Location annotation dataset excerpts:
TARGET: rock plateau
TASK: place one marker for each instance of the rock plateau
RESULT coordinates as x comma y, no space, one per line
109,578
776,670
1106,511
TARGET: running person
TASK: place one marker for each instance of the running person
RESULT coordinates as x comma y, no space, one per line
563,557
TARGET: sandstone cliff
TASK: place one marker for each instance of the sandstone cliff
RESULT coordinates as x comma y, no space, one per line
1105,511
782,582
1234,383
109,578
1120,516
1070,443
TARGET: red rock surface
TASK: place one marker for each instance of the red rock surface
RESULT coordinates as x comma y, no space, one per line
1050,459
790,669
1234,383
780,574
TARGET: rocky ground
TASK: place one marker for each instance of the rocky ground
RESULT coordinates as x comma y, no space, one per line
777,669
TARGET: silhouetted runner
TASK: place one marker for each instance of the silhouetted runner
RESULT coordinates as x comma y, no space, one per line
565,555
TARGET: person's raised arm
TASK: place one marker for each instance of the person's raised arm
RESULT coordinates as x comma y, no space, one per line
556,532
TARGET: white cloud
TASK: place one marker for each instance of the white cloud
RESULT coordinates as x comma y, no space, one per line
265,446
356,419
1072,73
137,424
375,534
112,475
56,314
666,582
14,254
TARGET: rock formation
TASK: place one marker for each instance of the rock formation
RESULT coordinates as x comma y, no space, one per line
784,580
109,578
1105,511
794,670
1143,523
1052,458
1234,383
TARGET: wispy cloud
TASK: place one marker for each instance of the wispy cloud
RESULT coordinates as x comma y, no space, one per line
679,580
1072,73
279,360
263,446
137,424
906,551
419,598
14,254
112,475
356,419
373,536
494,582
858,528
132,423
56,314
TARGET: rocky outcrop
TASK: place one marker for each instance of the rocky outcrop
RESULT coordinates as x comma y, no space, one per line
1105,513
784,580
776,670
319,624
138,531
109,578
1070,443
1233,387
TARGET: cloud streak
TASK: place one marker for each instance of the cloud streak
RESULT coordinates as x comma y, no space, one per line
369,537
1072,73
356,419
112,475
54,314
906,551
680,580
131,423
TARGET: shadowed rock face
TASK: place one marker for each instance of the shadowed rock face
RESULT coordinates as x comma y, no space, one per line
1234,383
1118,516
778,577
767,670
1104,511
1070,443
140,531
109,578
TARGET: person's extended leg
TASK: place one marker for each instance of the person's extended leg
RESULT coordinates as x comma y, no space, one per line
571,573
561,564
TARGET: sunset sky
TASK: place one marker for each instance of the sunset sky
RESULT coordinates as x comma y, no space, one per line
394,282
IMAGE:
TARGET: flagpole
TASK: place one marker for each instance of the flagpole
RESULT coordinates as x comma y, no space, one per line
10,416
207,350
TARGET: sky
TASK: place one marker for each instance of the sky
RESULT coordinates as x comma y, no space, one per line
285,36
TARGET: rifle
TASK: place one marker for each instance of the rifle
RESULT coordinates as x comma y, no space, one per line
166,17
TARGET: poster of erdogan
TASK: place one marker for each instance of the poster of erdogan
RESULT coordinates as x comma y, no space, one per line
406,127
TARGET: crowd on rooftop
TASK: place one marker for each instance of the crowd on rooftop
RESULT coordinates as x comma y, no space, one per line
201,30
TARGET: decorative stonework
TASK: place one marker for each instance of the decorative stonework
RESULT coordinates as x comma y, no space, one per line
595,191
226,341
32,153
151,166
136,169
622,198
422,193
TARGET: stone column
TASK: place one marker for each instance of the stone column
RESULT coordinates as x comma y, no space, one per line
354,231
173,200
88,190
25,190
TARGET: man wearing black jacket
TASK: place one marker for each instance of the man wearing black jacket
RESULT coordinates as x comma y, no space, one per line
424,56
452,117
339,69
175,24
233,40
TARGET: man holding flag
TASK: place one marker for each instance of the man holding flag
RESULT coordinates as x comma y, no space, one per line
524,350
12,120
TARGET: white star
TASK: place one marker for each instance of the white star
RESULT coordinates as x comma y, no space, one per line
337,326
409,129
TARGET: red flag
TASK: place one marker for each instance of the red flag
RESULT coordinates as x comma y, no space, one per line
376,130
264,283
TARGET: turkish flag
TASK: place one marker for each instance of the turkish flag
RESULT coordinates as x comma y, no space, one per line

- Exercise
Print all of the data exactly as it was given.

- The reply
TARGET: rock plateau
TASK: place one marker for each instance of the rock plateau
RESULT coordinates as x comma y, no space, one per line
109,578
776,670
1106,511
TARGET: running person
TASK: place one marker for each instance of the running person
RESULT coordinates as x comma y, no space, one per line
563,557
TARGET: sandstone cliff
TASK: place one marker for each instance of the sandstone cliff
RESULT coordinates as x comma y, no space, one per line
1105,511
782,582
1234,383
109,578
1120,516
1070,443
TARGET: red rock surface
TASK: place one marker for each instance of the red rock surface
RESULT coordinates as x comma y, no space, one per line
1050,459
790,669
1234,383
780,574
TARGET: rocky ground
TASK: place one marker for each instance of the rocky ground
RESULT coordinates as x comma y, no space, one per line
777,669
TARGET: silhouetted runner
TASK: place one marker for each instance of the silhouetted runner
RESULT coordinates as x comma y, no space, one per line
565,555
TARGET: person's raised arm
TASK: place one marker for each instance of the person's raised arm
RESULT coordinates as x comma y, no space, one per line
556,532
TARGET: white cloud
TASK: place one marker for each instance of the white cloud
RESULT coordinates as x comma y, no space, one per line
265,446
356,419
1072,73
137,424
375,534
112,475
56,314
666,582
14,254
TARGET: rock formation
TASK: place one marker for each instance of the rock formation
RESULT coordinates as x comma y, no space, one per line
784,580
109,578
1105,511
794,670
1143,523
1052,458
1234,383
TARGET: wispy cloud
TASK: place one marker for each instance of the wispy cloud
RESULT coordinates as x comma y, no space, one per line
679,580
1072,73
279,360
263,446
137,424
906,551
419,598
14,254
112,475
356,419
373,536
494,582
858,528
132,423
56,314
TARGET: rocky outcrop
TASK: place one marker for each instance of the rocky outcrop
RESULT coordinates as x comma y, no space, one per line
1105,513
784,580
776,670
319,624
138,531
109,578
1070,443
1233,387
TARGET: cloud streak
TASK: place one marker for each instance of the cloud streak
RESULT coordinates as x comma y, no space, one per line
369,537
1072,73
356,419
112,475
54,314
906,551
680,580
131,423
TARGET: shadowed rock face
TASK: place one marker for each instance of the shadowed rock face
RESULT coordinates as x comma y, no space, one per line
1234,383
1118,516
778,577
767,670
1104,511
1070,443
140,531
109,578
TARGET: person's extended leg
TASK: place one marker for each instance of the person's extended leg
RESULT coordinates as x comma y, no space, one per line
571,573
561,564
TARGET: sunset sky
TASK: place one marker for each instance of the sunset sky
RESULT coordinates as x comma y, no space, one per line
394,282
IMAGE:
TARGET: flagpole
TASK: place one marker for each instance of the flagpole
RESULT coordinates as x comma y, no space, one per line
10,416
207,350
TARGET: sky
TASK: place one marker for each instance of the sky
RESULT coordinates as x comma y, no space, one per line
285,36
TARGET: rifle
TASK: place one marker for each instance of the rifle
RESULT coordinates as x comma y, no space, one per line
166,17
TARGET: poster of erdogan
TASK: place one marker for each instance of the poster of erdogan
RESULT coordinates as x comma y, no space, one per line
406,127
TARGET: crowd on rooftop
TASK: place one marker for each instance of the crowd on rooftop
RESULT coordinates as x comma y, no space, one per line
201,30
TARGET: decorative stonework
TASK: place one marker for each instance of the decorative stonework
RESULT coordinates as x comma y, no space, one per line
595,191
226,341
32,153
151,166
136,169
622,198
422,193
TARGET: stone column
TASK: place one marker for each instance of the stone column
RESULT coordinates as x comma y, no space, one per line
354,231
173,200
88,190
25,190
TARGET: man wearing black jacket
TASK: place one marker for each instance of the man wearing black jacket
RESULT coordinates as x comma y, no space, one per line
424,56
452,117
339,69
175,24
233,40
TARGET: man holding flag
TASK: place one marker for each instance of the man holding flag
RESULT coordinates as x comma y, no space, one per line
524,350
12,120
TARGET: white star
TASK: place one marker for each instance of the white star
RESULT coordinates as x comma y, no space, one per line
337,326
409,129
TARGET: red flag
TASK: place one marker for each instance of the red flag
RESULT coordinates as x comma y, no space, one per line
376,130
264,283
TARGET: turkish flag
TASK: place one marker for each instance of the turkish flag
RESULT coordinates as x comma y, no space, one per line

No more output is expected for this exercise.